-- Begin INFORMATION SHOWN --
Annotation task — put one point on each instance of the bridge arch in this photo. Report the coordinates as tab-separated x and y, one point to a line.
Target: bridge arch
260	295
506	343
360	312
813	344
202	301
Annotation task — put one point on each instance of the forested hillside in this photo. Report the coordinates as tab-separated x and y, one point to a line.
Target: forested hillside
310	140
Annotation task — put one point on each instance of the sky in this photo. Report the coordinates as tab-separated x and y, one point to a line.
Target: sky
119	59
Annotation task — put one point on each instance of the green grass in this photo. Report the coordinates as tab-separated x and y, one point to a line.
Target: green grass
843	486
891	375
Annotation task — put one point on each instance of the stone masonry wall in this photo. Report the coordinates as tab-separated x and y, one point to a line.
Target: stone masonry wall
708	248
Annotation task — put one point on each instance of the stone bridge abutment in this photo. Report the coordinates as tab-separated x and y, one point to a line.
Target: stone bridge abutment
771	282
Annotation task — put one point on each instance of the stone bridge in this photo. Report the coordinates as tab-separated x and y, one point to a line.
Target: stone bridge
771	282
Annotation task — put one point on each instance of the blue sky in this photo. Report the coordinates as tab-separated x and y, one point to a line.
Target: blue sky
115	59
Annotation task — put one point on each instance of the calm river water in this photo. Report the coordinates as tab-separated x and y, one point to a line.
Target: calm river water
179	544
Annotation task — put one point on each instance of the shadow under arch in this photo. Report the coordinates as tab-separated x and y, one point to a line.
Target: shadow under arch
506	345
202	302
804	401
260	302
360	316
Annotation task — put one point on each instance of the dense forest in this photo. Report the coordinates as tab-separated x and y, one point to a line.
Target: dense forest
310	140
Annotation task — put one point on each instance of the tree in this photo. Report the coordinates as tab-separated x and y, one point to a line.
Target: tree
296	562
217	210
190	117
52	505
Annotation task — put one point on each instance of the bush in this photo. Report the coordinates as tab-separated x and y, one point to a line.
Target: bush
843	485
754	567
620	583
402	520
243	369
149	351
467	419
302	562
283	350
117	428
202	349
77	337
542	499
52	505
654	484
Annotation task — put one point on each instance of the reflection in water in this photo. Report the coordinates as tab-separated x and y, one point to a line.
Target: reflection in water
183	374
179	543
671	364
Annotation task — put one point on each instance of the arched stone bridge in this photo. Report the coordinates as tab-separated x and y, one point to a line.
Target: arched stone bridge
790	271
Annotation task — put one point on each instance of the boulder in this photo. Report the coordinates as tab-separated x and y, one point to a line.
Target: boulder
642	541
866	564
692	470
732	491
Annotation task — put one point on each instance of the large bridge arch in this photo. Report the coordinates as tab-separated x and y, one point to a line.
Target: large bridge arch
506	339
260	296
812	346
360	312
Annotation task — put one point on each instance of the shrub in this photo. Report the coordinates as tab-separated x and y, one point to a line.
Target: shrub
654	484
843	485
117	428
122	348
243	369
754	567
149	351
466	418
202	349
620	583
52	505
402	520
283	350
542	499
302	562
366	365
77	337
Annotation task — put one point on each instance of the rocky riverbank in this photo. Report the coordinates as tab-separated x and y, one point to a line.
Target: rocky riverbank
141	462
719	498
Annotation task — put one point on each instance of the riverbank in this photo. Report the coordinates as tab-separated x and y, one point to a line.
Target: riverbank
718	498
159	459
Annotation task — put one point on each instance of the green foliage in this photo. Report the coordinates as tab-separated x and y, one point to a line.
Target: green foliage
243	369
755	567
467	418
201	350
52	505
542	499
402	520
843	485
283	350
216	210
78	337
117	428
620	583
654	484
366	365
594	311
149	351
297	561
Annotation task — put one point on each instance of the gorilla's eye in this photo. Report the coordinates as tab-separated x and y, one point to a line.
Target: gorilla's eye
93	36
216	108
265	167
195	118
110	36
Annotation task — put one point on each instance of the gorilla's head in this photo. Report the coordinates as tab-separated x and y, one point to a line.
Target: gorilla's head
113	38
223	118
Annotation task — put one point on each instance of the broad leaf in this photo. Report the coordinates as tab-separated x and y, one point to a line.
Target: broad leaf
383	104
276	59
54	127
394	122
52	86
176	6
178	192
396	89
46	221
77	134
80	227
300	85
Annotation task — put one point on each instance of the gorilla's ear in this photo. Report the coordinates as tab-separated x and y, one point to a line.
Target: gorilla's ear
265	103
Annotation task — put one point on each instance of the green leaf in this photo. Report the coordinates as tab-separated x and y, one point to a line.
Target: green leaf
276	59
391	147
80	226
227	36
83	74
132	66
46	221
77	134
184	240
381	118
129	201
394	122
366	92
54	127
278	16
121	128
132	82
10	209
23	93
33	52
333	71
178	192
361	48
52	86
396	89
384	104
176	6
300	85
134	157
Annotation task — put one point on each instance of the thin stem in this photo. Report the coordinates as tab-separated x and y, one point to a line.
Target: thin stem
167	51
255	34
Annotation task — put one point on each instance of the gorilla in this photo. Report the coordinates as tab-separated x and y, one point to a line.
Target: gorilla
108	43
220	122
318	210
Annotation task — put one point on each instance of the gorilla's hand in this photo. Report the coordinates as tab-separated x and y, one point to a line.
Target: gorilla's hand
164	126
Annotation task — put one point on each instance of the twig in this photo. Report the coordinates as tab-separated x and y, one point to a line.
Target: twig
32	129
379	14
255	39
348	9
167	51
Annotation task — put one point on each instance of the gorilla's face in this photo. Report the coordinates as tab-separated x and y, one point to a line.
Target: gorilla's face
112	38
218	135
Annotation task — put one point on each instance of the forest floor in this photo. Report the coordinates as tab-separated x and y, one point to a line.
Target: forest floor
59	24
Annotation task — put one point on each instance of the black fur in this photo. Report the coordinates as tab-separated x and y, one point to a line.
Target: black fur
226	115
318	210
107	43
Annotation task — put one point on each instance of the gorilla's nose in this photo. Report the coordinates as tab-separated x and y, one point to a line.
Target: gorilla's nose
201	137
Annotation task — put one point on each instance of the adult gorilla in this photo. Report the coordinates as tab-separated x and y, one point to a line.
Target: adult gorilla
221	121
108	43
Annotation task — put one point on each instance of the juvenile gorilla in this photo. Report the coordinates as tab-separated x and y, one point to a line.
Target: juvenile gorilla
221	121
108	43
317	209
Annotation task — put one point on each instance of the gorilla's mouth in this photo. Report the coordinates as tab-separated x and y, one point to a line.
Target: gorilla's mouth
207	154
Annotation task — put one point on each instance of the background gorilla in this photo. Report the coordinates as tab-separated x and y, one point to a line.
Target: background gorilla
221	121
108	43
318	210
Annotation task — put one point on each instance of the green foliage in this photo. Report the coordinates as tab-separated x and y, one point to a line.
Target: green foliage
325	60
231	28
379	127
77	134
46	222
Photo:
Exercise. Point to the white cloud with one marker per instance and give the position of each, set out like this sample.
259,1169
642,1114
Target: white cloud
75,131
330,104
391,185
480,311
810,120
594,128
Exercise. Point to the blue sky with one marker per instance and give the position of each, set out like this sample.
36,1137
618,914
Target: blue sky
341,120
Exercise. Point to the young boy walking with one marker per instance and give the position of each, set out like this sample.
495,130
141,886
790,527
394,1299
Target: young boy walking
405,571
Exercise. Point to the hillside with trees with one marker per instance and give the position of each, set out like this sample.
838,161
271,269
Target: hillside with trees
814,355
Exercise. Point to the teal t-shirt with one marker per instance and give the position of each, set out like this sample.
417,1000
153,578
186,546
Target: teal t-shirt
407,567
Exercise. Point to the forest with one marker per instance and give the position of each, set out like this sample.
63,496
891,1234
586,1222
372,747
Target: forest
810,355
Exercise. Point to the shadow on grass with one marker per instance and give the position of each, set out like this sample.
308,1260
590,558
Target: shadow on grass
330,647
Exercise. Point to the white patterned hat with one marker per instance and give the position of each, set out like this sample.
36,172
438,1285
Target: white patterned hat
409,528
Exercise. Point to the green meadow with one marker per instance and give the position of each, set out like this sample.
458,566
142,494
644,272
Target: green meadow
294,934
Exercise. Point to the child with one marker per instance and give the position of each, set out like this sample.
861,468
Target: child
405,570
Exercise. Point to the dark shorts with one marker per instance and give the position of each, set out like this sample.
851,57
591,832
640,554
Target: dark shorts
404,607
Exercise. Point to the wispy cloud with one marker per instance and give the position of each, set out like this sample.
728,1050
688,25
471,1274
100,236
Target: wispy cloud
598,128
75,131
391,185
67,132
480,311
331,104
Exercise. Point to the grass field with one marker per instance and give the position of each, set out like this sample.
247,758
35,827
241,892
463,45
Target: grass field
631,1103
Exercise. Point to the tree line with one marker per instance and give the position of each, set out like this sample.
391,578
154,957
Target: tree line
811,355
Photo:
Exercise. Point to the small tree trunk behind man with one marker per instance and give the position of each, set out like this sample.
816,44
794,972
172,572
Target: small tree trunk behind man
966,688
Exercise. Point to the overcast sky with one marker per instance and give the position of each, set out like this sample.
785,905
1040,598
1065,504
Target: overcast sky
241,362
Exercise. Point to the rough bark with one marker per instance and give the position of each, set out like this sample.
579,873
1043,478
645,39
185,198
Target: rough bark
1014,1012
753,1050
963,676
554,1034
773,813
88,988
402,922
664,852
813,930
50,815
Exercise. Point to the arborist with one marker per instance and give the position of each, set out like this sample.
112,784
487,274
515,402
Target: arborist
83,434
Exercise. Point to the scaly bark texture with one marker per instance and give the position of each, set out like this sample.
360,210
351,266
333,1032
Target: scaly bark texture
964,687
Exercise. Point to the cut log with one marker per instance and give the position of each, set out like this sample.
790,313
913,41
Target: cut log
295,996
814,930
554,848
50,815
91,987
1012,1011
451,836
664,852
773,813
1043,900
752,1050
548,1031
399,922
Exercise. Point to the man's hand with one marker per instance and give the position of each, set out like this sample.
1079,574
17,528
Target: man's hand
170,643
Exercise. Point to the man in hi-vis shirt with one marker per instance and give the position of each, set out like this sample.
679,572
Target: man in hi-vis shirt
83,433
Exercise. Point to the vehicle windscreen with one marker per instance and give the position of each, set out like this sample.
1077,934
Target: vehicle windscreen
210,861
-- End INFORMATION SHOWN --
## GIVEN REQUEST
Starting from the line with "Exercise. Point to the cut" and ending with the final line of the data, quote every line exactly, both ends included.

## SOLUTION BELOW
Exercise. Point to the cut log with one marker per instance and give the position of each, set out like this sample.
790,313
913,41
Target: cut log
295,996
814,930
554,848
50,815
91,987
1012,1011
451,836
664,852
773,813
1043,900
752,1050
548,1031
399,922
Exercise. Point to the man's hand with one marker per instance and give the position of each, set out like this sample.
1079,574
17,528
Target: man's hand
170,643
Exercise. Point to the man in hi-vis shirt with one marker per instance and give the position of each, set out like this sample.
679,572
Target: man in hi-vis shirt
83,433
Exercise. Point to the vehicle windscreen with one marker per instance and give the position of each, set out like this sample.
1077,934
Target: vehicle windscreen
210,861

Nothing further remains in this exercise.